PROBLEM SET.
1. In the ocean-climate text, how much more carbon by area can coastal wetland ecosystems sequester than terrestrial forests?
2. Reproduce word for word the part of the ocean-climate text starting with "Enhance global ocean" and going on through "Climate Action Summit.".
3. Write the next part of the ocean-climate text, picking up right after its final sentence.

The ocean is humankind’s most effective buffer against climate change. The ocean is the Earth’s largest heat and carbon sink. It has absorbed 93 percent of the heat generated by industrial-era carbon dioxide emissions, and it captures nearly 30 percent of the carbon dioxide released into the atmosphere every year.5

The Ocean-Climate Action Agenda

To help secure global health and prosperity, we are challenging governments and all sectors of society to commit to accomplish the goals in the Ocean-Climate Action Agenda.

Protect and restore coastal wetlands. Coastal wetland ecosystems—including mangroves, tidal marshes, and seagrasses—are powerful “blue carbon” sinks, sequestering up to 5 times more carbon by area than terrestrial forests.

Establish and effectively manage marine protected areas. The social and economic benefits of effectively managed marine protected areas (MPAs) sizably exceed their cost, ensure food security, preserve biodiversity, and protect coasts and blue carbon ecosystems in the face of climate change and ocean acidification.

Reduce greenhouse gas emissions from ocean industries. It is critical for ocean-based industries—including shipping, fishing and aquaculture, offshore energy development, tourism, and the international community—to set emissions reduction goals consistent with the Paris Agreement.

Invest in nature-based climate resilience for coastal and island populations. The effects of climate change—including sea-level rise, coastal storms, and flooding—are threatening coastal populations around the world, especially in economically and socially vulnerable communities.

Sustainably manage ocean fishing and aquaculture. To ensure food security in the face of climate change and ocean acidification, ending overfishing and illegal, unreported, and unregulated (IUU) fishing is critical, as is protecting habitats and increasing traceability and transparency.

Include ocean-related climate measures in national goals under the Paris Agreement. Coastal and island parties to the Paris Agreement should include ocean-related mitigation and adaptation measures in their nationally determined contributions and adaptation communications as appropriate.

Ensure finance and support for communities on the frontlines of climate change to best implement ocean-related measures. Coastal and island regions are home to many blue carbon ecosystems and are on the frontlines of climate impacts, yet many lack the resources to implement ocean-related climate measures.

Enhance global ocean and climate research and monitoring. Many questions remain about how climate-driven changes in the ocean will continue to impact ocean resources and the human communities that depend on them, and what actions are needed to respond to these changes.

A committee of government and nongovernmental representatives developed the Ocean-Climate Action Agenda and the related ocean programming for the Global Climate Action Summit.

(Dataset entries)
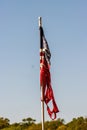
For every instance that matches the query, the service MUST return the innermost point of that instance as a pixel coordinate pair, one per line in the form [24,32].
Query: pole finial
[40,21]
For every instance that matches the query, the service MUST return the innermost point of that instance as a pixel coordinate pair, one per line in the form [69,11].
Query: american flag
[45,76]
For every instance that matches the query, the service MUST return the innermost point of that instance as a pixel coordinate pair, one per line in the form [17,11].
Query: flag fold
[45,77]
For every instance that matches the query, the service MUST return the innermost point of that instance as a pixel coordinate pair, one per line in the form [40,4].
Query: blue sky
[65,27]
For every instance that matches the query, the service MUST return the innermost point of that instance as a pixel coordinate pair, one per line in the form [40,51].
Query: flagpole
[42,93]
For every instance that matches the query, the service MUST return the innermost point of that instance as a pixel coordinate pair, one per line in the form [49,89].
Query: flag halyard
[45,77]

TASK-BY-TASK ANSWERS.
1. Up to 5 times more.

2.
Enhance global ocean and climate research and monitoring. Many questions remain about how climate-driven changes in the ocean will continue to impact ocean resources and the human communities that depend on them, and what actions are needed to respond to these changes.

A committee of government and nongovernmental representatives developed the Ocean-Climate Action Agenda and the related ocean programming for the Global Climate Action Summit.

3.
California Ocean Protection Council • Benioff Ocean Initiative • Blue Carbon Initiative • Center for American Progress • Climate Advisers • California Coastkeeper Alliance • Conservation International • David and Lucile Packard Foundation • Monterey Bay Aquarium • Natural Resources Defense Council • Ocean Conservancy • Resources Legacy Fund • Surfrider Foundation • The Nature Conservancy • World Economic Forum

You can learn more about the Ocean-Climate Action Agenda here.

Who Has a Role to Play?

Ahead of September’s Global Climate Action Summit, the ocean sector is coming together to define and commit to deliver on the goals in this Ocean-Climate Action Agenda as part of the Land and Ocean Stewardship Challenge. At the Summit, we will share and celebrate what has been achieved to date and announce new worldwide commitments to accelerate action by governments and all sectors of society.

How Can I Accept This Challenge?

A lot of this work is already in motion. Now is the time to take climate action to the next level by stepping up to meet the ocean-climate challenges head-on.
If you are already working to meet one of these ocean-climate goals or would like to find out how you can set an ambitious commitment, we want to hear from you! Please email Jennifer Phillips, OPC Climate Change Policy Adviser.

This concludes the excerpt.